Stated goal: Pull out every line in the rows below that contains the word "over", and list those lines in order.

Records for this task:
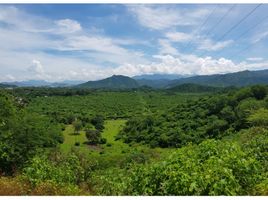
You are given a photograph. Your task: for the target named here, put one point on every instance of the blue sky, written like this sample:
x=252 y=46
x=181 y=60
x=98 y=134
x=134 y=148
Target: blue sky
x=56 y=42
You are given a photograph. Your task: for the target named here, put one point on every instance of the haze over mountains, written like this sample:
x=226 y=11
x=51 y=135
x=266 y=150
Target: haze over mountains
x=162 y=81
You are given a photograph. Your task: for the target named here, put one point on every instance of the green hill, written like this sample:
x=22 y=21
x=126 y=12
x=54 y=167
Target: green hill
x=113 y=82
x=193 y=88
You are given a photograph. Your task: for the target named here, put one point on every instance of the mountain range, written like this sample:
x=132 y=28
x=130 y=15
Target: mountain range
x=162 y=81
x=113 y=82
x=242 y=78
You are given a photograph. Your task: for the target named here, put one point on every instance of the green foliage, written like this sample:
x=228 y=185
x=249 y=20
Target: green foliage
x=66 y=171
x=259 y=117
x=194 y=121
x=98 y=122
x=211 y=168
x=23 y=134
x=93 y=136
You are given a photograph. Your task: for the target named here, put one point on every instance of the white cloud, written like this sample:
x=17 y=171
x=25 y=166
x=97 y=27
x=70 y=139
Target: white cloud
x=255 y=59
x=68 y=26
x=260 y=36
x=169 y=64
x=159 y=18
x=178 y=36
x=166 y=47
x=209 y=45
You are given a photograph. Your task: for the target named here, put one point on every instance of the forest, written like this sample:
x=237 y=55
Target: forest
x=63 y=141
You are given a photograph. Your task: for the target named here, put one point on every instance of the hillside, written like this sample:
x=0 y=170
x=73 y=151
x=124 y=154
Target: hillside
x=158 y=77
x=2 y=85
x=243 y=78
x=113 y=82
x=193 y=88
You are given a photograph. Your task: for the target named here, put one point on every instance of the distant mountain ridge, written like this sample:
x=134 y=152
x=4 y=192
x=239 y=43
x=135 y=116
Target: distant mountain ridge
x=158 y=81
x=113 y=82
x=193 y=88
x=239 y=79
x=158 y=76
x=42 y=83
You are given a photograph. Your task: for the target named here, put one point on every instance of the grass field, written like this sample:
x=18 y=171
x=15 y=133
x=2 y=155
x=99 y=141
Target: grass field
x=112 y=127
x=113 y=149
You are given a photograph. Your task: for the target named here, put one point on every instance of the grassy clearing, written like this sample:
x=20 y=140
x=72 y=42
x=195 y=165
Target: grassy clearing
x=113 y=149
x=70 y=139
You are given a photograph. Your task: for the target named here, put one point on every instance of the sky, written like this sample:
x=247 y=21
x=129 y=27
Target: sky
x=56 y=42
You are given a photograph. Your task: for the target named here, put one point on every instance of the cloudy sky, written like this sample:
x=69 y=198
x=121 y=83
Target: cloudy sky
x=89 y=42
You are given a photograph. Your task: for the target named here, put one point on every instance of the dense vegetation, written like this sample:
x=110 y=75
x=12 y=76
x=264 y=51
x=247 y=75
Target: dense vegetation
x=113 y=82
x=137 y=142
x=212 y=116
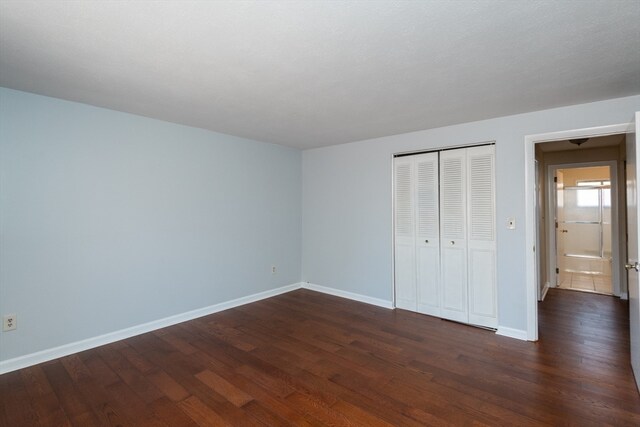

Response to this task:
You are given a photograph. Your task: for the target named here, put one point on every instance of the haze over mountains, written like this sample:
Target: haze over mountains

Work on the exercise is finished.